**To do**
Copy out the lines of the records below word for word, beginning with the line containing "Could you kindly segment every instance of the tree" and continuing through the line containing "[[83,51],[0,22],[0,188],[148,161],[171,144],[120,117]]".

**Dataset records**
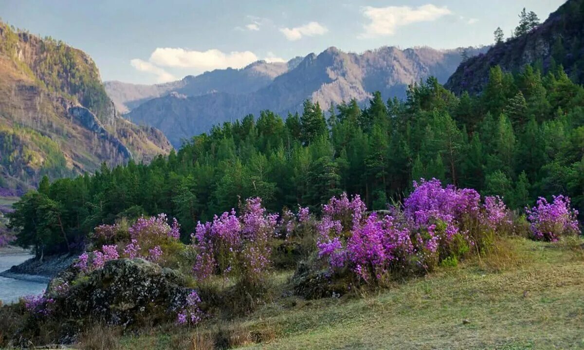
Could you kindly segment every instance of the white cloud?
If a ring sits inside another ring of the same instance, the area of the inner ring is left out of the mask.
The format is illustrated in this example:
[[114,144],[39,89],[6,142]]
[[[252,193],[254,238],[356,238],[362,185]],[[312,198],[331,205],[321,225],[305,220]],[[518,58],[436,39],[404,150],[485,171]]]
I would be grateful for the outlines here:
[[280,28],[280,31],[290,41],[297,40],[303,36],[322,35],[328,32],[326,27],[317,22],[311,22],[304,26],[294,28]]
[[245,26],[248,30],[259,30],[259,25],[257,23],[249,23]]
[[438,7],[431,4],[415,8],[408,6],[384,8],[367,6],[361,8],[361,12],[371,22],[363,26],[365,31],[359,36],[360,38],[393,35],[398,27],[416,22],[432,21],[443,16],[452,14],[446,6]]
[[276,57],[276,56],[274,54],[274,53],[272,52],[271,51],[267,53],[267,56],[263,60],[264,61],[267,62],[268,63],[275,63],[279,62],[286,61],[286,60],[282,58],[281,57]]
[[141,72],[147,72],[155,74],[157,75],[157,81],[158,82],[166,82],[176,80],[176,78],[172,74],[171,74],[164,69],[140,58],[130,60],[130,64]]
[[158,47],[150,55],[149,61],[162,67],[194,68],[202,71],[228,67],[242,68],[258,60],[258,56],[251,51],[225,53],[215,48],[201,51],[180,47]]
[[[164,67],[182,68],[183,72],[197,74],[215,69],[241,68],[259,60],[251,51],[225,53],[215,48],[200,51],[180,47],[158,47],[152,53],[148,61],[134,58],[130,63],[141,72],[157,75],[159,82],[165,82],[176,78],[165,70]],[[264,60],[268,63],[286,61],[271,51],[267,53]]]

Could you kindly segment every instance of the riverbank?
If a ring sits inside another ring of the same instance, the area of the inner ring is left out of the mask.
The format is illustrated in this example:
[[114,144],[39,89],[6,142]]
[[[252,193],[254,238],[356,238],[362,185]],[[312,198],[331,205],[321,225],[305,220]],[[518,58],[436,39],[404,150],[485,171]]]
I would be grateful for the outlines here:
[[25,280],[48,281],[69,266],[77,258],[74,255],[60,254],[44,257],[43,261],[32,258],[19,265],[14,265],[0,276]]

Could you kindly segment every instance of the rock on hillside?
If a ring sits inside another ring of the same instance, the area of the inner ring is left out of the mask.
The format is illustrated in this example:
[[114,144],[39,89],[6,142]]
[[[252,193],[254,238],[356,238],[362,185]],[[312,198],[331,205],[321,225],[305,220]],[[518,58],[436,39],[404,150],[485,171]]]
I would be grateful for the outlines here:
[[[147,318],[172,320],[191,290],[173,270],[140,258],[112,260],[81,278],[77,272],[69,268],[47,289],[46,296],[55,300],[52,316],[64,322],[100,320],[127,326]],[[60,290],[65,282],[68,289]]]
[[479,92],[496,65],[517,71],[536,64],[544,71],[562,64],[574,81],[584,82],[584,0],[568,0],[538,27],[463,62],[446,87],[455,93]]

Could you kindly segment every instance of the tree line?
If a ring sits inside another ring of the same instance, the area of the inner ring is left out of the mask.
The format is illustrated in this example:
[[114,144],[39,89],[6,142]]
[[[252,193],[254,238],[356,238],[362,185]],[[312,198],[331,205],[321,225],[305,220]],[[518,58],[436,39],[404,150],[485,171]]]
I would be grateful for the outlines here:
[[82,247],[98,225],[166,213],[186,238],[198,220],[259,196],[280,211],[298,205],[318,211],[343,192],[381,209],[436,178],[513,209],[558,193],[584,205],[584,89],[561,67],[543,75],[491,70],[477,96],[457,96],[436,78],[411,85],[404,100],[379,92],[365,106],[352,101],[302,113],[269,110],[193,137],[148,164],[130,161],[94,175],[50,182],[15,205],[18,242],[37,254]]

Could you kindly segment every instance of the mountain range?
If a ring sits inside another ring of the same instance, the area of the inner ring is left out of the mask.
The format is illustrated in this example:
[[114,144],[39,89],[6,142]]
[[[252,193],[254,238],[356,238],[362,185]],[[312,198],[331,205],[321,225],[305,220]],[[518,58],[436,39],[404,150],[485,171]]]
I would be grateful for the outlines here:
[[286,116],[307,99],[322,108],[379,91],[384,98],[405,96],[407,86],[434,76],[445,82],[462,61],[488,47],[439,50],[384,47],[361,54],[329,47],[286,63],[260,61],[239,70],[216,70],[164,84],[106,82],[124,116],[162,130],[175,147],[215,124],[269,109]]
[[83,51],[0,22],[0,188],[148,161],[171,144],[120,117]]

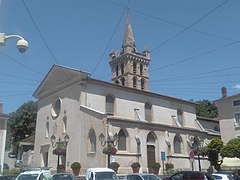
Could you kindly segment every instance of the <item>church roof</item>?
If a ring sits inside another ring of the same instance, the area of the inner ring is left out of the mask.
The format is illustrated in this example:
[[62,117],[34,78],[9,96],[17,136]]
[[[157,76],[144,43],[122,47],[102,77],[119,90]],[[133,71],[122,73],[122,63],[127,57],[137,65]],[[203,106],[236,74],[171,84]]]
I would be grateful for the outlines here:
[[131,46],[133,48],[136,47],[134,36],[133,36],[132,25],[131,25],[129,16],[127,17],[127,23],[126,23],[126,29],[125,29],[125,34],[123,38],[122,48],[126,46]]

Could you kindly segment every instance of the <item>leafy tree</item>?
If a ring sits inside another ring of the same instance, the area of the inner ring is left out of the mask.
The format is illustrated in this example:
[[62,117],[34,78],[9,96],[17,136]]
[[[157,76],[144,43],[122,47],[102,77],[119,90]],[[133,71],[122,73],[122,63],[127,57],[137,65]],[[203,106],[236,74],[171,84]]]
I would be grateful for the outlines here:
[[207,99],[197,101],[196,113],[197,116],[206,118],[216,118],[218,117],[217,107]]
[[218,154],[223,147],[223,142],[219,138],[213,138],[212,141],[203,148],[200,149],[202,156],[207,156],[211,165],[214,166],[216,170],[220,170],[220,164],[218,164]]
[[222,157],[237,157],[240,158],[240,139],[234,138],[228,141],[220,151]]
[[22,141],[35,135],[36,118],[37,103],[34,101],[24,103],[16,112],[11,113],[9,126],[13,142]]

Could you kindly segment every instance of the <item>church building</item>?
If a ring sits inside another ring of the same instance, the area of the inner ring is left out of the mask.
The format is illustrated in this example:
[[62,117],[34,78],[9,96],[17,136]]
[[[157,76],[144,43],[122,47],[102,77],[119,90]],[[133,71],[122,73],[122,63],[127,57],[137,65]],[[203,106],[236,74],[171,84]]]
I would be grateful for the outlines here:
[[[166,163],[198,170],[197,156],[189,153],[220,137],[213,131],[218,122],[198,120],[193,102],[152,93],[150,61],[147,49],[137,52],[128,18],[121,50],[110,53],[112,82],[53,65],[34,93],[34,165],[56,169],[63,164],[71,171],[77,161],[81,174],[111,162],[118,162],[123,174],[132,172],[133,162],[140,163],[141,172],[152,172],[154,162],[161,164],[161,174]],[[209,167],[204,157],[200,163],[202,170]]]

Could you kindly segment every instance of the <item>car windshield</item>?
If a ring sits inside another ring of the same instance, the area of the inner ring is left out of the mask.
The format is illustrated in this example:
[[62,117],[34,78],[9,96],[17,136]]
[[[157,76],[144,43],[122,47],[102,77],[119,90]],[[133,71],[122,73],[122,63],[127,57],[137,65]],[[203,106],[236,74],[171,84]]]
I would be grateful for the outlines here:
[[157,176],[154,175],[142,175],[144,180],[159,180]]
[[17,180],[36,180],[38,174],[22,174],[20,175]]
[[58,180],[58,179],[65,179],[65,180],[72,180],[73,176],[71,174],[55,174],[52,177],[53,180]]
[[97,172],[96,180],[117,180],[117,176],[113,172]]

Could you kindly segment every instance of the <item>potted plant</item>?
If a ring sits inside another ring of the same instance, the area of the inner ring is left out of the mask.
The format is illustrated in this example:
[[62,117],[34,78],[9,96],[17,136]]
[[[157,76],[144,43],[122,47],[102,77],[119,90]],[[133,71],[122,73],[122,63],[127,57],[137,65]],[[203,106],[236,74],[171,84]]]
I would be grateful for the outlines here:
[[117,173],[117,171],[118,171],[119,166],[120,166],[120,165],[119,165],[117,162],[111,162],[111,164],[110,164],[110,168],[111,168],[112,170],[114,170],[116,173]]
[[63,164],[59,164],[57,167],[57,172],[65,173],[65,166]]
[[134,162],[132,163],[131,167],[132,167],[133,173],[139,173],[139,169],[141,165],[139,162]]
[[158,174],[159,173],[159,169],[160,169],[161,165],[158,162],[155,162],[152,164],[152,169],[153,169],[153,174]]
[[80,173],[81,164],[79,162],[73,162],[71,164],[71,168],[72,168],[74,176],[78,176]]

**Answer**
Could you kindly segment every instance of the tree line?
If a ring sits inside another ring of the same instance, the area of the inner ring is left out of the mask.
The format is illustrated in this example:
[[114,144],[39,89],[6,142]]
[[[252,193],[254,238],[356,238],[362,185]],[[312,198],[331,205],[321,225],[305,220]],[[518,58],[436,39],[404,150],[485,171]]]
I would be grateful for the outlines here:
[[82,247],[98,225],[166,213],[186,238],[198,220],[259,196],[280,211],[298,205],[318,211],[343,192],[381,209],[436,178],[513,209],[558,193],[584,205],[584,89],[561,67],[543,75],[491,70],[477,96],[457,96],[436,78],[411,85],[404,100],[379,92],[365,106],[352,101],[302,113],[269,110],[193,137],[148,164],[130,161],[94,175],[50,182],[15,205],[18,242],[37,254]]

Could you kindly segment every instance of the mountain range?
If a ring sits inside another ring of the same instance, the area of the inner ring is left out of the mask.
The format is illustrated in this example:
[[114,144],[39,89],[6,142]]
[[[252,193],[254,238],[356,238],[362,185]],[[312,198],[331,205],[321,225],[305,220]],[[518,58],[436,39],[404,150],[485,171]]]
I would be grateful for the outlines here:
[[286,116],[307,99],[322,108],[379,91],[384,98],[405,96],[407,86],[434,76],[445,82],[462,61],[488,47],[439,50],[384,47],[361,54],[329,47],[286,63],[260,61],[239,70],[216,70],[164,84],[106,82],[124,116],[162,130],[175,147],[215,124],[269,109]]
[[83,51],[0,22],[0,188],[148,161],[171,144],[120,117]]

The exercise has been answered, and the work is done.